▶ Short exercise
Write out every line of the material below without changing a single character.

# START OF Input records

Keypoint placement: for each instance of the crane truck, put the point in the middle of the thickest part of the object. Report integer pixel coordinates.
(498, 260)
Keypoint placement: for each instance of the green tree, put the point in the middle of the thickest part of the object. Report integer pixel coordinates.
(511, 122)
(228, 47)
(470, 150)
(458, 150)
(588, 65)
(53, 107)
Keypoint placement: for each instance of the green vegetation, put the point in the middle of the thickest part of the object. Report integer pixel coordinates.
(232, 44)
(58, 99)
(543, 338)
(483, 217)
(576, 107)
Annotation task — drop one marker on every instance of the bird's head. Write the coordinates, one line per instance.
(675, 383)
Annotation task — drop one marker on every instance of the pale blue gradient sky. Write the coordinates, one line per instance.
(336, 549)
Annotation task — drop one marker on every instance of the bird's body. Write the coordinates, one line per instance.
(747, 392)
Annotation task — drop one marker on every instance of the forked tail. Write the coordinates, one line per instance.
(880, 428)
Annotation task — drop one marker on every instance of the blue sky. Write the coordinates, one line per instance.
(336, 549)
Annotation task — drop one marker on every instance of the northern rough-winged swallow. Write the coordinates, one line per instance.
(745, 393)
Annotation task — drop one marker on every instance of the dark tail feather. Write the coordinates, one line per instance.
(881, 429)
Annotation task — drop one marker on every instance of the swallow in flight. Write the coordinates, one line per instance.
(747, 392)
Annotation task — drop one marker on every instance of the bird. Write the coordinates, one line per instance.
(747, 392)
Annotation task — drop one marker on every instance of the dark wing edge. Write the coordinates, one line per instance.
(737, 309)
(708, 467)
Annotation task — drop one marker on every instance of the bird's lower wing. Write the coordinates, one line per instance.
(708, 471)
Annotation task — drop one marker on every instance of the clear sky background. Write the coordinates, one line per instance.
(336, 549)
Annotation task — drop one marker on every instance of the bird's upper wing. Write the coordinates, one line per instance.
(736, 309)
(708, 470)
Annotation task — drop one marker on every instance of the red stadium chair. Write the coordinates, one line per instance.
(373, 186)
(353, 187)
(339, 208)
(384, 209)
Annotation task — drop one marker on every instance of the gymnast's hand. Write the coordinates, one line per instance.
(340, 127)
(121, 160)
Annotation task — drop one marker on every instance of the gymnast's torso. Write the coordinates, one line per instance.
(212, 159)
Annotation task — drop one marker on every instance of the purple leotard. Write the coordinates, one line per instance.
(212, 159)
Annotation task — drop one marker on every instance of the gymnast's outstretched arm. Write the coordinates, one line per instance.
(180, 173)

# END OF Input records

▶ Correct response
Keypoint placement: for each instance of the crane truck, put the point in the middle of the thickest part of the object. Report integer pixel coordinates.
(498, 260)
Keypoint placement: for each instance of the green tree, put the point in the middle of the thickest part of the object. Report integer pixel coordinates.
(511, 122)
(228, 47)
(470, 150)
(458, 150)
(588, 65)
(53, 107)
Keypoint placement: for each instance of the green vegetation, put the point in the middle of the thickest part of the object. Report integer pixel coordinates.
(232, 44)
(58, 99)
(543, 338)
(483, 217)
(576, 107)
Annotation task — drop one marker on every instance of the bird's head. Write the coordinates, one line per instance.
(675, 383)
Annotation task — drop one marker on every instance of the pale blue gradient sky. Write the coordinates, one line per instance.
(336, 549)
Annotation task — drop one marker on every instance of the bird's body. Write the coordinates, one line per instance.
(747, 392)
Annotation task — drop one marker on every instance of the forked tail. Write the coordinates, one line per instance.
(880, 428)
Annotation task — drop one marker on every instance of the blue sky. Write the coordinates, one line per instance.
(336, 549)
Annotation task — drop one marker on every instance of the northern rough-winged swallow. Write the coordinates, one line per instance.
(745, 393)
Annotation task — drop one marker on every instance of the dark tail feather. Write the coordinates, one line per instance.
(881, 429)
Annotation task — drop one marker on every instance of the swallow in flight. Write the coordinates, one line per instance.
(747, 392)
Annotation task — drop one marker on every instance of the bird. Write the coordinates, one line per instance.
(747, 392)
Annotation task — drop one marker on every instance of the dark wing edge. Write the coordinates, one line per instance.
(737, 309)
(708, 467)
Annotation task — drop one marker on every instance of the bird's lower wing. Write the coordinates, one line per instance.
(708, 471)
Annotation task — drop one marker on every instance of the clear sky background. Write the coordinates, one line per instance.
(336, 549)
Annotation task — drop one marker on every instance of the bird's upper wing. Write the coordinates, one line per instance.
(736, 309)
(708, 470)
Annotation task — drop one marker on every instance of the red stadium chair. Write the coordinates, one line per instance.
(373, 186)
(353, 187)
(339, 208)
(384, 209)
Annotation task — drop one marker on every instance of the gymnast's hand. Write the coordinates, one line per instance.
(340, 127)
(121, 160)
Annotation task — drop one marker on every instance of the gymnast's torso. Write the coordinates, one line per instance.
(212, 159)
Annotation task — drop one marker on every instance of the purple leotard. Write the coordinates, one line per instance.
(212, 159)
Annotation task — drop one marker on every instance of the gymnast's outstretched arm. Write the coordinates, one line per instance.
(180, 173)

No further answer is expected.